Work required: Please restate, word for word, the lines below that begin at the one with "If you could pin the tree line" and end at the one with "If you could pin the grass". Leave out all other lines.

Listed entries:
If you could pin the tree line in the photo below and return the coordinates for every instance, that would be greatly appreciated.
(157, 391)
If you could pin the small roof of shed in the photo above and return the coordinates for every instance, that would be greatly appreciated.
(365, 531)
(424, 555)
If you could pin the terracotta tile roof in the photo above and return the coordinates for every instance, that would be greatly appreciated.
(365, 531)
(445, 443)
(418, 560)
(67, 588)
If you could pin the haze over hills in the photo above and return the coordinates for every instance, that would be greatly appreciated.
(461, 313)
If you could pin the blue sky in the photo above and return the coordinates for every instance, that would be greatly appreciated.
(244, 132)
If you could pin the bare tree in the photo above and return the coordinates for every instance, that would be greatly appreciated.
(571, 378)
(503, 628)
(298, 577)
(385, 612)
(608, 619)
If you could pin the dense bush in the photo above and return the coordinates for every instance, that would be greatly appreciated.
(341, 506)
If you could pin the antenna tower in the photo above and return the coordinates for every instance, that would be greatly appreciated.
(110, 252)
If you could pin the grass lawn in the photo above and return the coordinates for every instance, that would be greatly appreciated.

...

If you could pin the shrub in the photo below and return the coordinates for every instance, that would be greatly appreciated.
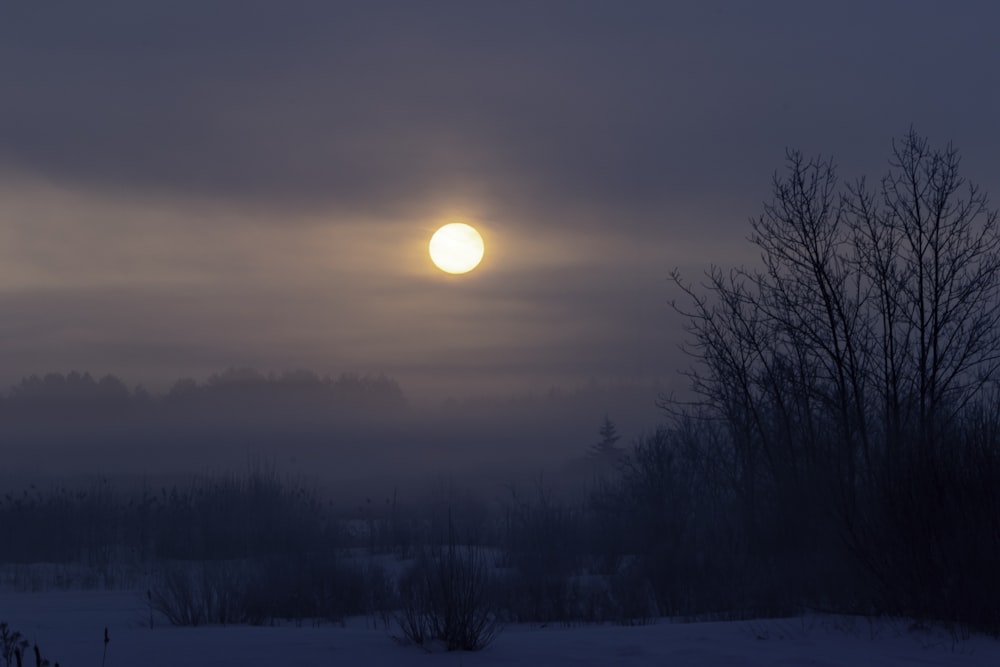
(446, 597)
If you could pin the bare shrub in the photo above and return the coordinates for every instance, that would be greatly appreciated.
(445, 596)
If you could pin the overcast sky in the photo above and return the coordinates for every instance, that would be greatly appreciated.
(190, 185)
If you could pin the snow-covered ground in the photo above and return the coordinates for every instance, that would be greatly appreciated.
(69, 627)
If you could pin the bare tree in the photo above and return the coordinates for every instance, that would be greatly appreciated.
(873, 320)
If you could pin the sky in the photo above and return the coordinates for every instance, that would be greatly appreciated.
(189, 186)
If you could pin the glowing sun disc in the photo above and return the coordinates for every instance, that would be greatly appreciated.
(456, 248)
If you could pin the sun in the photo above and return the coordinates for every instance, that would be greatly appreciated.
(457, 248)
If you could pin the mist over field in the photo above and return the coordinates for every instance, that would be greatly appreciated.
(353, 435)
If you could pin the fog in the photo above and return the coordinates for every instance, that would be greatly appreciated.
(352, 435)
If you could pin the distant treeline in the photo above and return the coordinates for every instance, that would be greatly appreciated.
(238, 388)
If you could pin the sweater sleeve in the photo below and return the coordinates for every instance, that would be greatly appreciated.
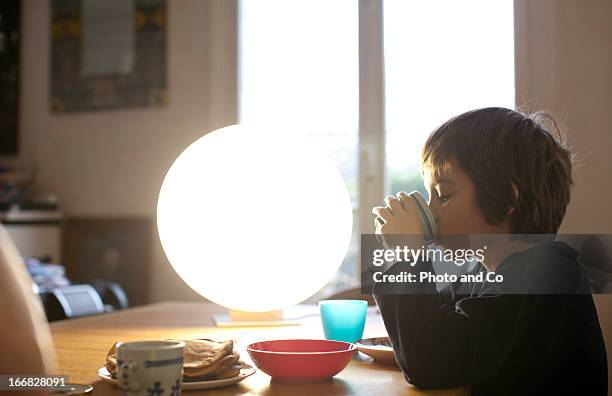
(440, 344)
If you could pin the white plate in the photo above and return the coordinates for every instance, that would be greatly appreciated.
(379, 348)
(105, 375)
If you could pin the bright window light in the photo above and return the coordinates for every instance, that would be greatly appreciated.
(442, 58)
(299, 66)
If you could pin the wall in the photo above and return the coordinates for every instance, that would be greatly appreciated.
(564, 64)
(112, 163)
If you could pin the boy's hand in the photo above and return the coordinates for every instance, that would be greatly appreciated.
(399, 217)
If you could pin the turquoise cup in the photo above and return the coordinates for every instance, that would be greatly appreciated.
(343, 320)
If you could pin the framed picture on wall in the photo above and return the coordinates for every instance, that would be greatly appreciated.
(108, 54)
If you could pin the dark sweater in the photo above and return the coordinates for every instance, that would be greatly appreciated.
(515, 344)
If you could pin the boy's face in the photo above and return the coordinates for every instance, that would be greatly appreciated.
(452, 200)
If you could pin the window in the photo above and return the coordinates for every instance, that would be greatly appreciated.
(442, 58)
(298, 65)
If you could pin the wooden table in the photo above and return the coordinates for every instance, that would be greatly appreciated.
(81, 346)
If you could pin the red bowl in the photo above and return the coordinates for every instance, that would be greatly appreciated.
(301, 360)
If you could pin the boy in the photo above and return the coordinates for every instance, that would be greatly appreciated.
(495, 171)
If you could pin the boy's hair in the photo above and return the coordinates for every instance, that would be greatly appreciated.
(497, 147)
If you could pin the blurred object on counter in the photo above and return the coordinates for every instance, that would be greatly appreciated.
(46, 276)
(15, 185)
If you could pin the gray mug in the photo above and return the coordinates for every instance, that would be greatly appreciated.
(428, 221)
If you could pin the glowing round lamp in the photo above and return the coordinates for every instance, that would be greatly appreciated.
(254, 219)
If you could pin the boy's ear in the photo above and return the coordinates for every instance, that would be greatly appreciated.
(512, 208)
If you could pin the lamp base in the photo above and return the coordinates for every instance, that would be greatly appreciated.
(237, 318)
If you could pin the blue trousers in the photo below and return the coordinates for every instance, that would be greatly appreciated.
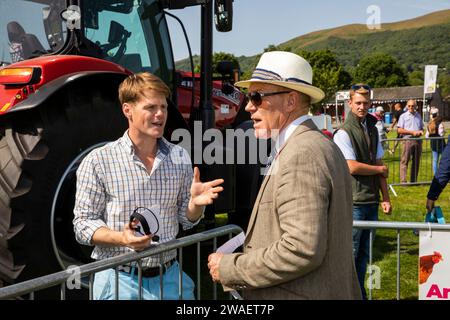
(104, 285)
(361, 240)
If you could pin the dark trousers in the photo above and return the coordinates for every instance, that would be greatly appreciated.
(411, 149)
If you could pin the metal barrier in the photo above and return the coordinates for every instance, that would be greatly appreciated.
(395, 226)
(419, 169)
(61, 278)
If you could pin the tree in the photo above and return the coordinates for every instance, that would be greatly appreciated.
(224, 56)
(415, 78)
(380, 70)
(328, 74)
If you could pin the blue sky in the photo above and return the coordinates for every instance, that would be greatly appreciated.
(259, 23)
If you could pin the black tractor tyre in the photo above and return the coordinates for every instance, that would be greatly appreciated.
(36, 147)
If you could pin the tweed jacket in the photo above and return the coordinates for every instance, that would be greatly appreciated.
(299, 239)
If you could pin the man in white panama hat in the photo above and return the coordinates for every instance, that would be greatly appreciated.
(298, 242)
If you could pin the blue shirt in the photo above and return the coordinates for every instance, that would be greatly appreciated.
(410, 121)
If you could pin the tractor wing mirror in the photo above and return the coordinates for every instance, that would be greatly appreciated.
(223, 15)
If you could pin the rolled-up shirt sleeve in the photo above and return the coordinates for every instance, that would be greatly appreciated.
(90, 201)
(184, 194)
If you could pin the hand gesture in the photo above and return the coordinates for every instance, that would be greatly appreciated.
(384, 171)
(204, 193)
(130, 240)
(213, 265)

---

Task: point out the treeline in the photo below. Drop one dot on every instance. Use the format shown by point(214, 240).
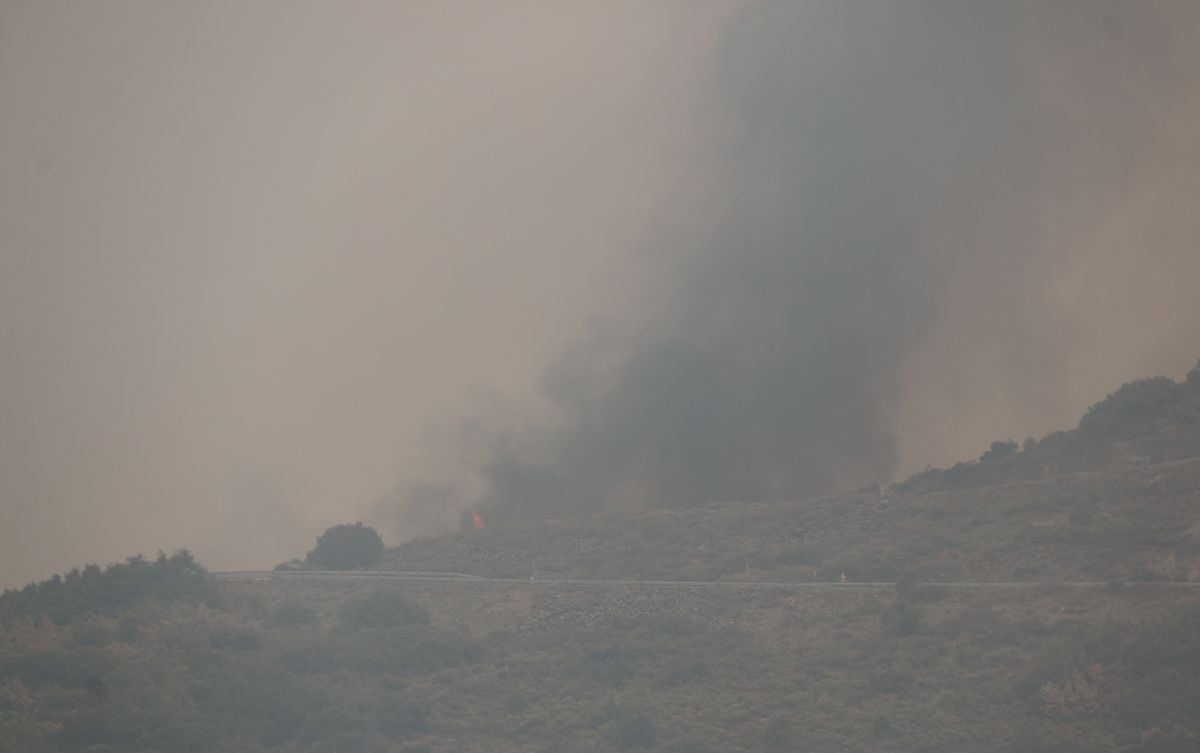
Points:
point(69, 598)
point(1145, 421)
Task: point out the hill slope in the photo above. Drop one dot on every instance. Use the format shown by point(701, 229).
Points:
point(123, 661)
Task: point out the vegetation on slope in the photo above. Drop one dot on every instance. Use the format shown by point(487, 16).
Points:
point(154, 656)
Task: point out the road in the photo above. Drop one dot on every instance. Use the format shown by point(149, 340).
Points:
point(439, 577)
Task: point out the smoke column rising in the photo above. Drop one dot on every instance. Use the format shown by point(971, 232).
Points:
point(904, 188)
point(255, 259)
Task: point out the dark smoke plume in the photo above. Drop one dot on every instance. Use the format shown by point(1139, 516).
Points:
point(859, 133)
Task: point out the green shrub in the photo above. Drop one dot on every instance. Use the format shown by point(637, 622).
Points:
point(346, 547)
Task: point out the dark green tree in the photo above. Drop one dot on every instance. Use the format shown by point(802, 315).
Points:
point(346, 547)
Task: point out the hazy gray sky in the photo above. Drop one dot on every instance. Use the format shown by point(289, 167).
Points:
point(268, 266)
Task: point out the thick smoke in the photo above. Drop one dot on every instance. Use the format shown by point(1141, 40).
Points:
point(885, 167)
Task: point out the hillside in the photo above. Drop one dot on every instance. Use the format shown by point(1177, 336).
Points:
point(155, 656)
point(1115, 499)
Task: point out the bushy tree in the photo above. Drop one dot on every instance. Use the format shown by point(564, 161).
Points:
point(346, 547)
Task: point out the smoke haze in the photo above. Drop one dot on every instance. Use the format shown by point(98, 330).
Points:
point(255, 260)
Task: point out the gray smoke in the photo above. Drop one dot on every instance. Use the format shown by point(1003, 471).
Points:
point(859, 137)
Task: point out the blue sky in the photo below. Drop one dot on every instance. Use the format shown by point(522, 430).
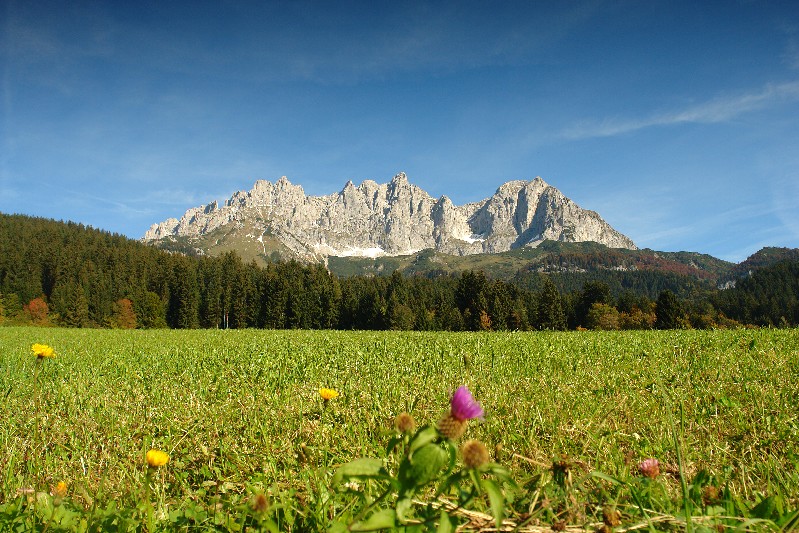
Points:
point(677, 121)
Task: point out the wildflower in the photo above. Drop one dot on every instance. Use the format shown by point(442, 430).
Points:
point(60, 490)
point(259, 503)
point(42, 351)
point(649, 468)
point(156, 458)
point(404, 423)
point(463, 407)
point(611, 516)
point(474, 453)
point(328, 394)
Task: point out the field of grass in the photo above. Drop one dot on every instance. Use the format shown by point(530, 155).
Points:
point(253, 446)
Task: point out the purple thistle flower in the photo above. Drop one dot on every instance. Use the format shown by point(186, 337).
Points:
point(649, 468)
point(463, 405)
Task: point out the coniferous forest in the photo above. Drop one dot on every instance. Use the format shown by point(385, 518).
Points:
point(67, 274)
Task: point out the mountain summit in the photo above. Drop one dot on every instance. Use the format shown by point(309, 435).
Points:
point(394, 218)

Problem solution:
If you could pin the tree line in the photo below and return the coordinates for every instance, that would be greatly appreciated.
(157, 391)
If you could pin the small roof of shed in the photo above and return the coordinates for every instance, that would be greatly appreciated.
(365, 531)
(424, 555)
If you could pin the terracotta tile roof in the photo above and return the coordinates for every instance, that would be greatly appreciated.
(365, 531)
(445, 443)
(418, 560)
(67, 588)
If you could pin the haze over hills in the photo above and return the coordinates for every instance, that would be greatly appreciated.
(461, 313)
If you could pin the blue sky in the photo above and return the coordinates for every instance, that would be greatly appreciated.
(244, 132)
If you could pin the bare tree in the photo above and return the coordinates for every instance, that would be greatly appreciated.
(571, 378)
(503, 628)
(298, 577)
(385, 612)
(608, 619)
If you could pin the dense bush in the photo above and return the coordinates for every instance, that would be greatly appreciated.
(341, 506)
If you could pin the antenna tower in the photo above and return the coordinates for every instance, that would be greatly appreciated.
(110, 252)
If you could pin the grass lawn in the photo above and return the coordinates for every instance, that would be greatly appreciated.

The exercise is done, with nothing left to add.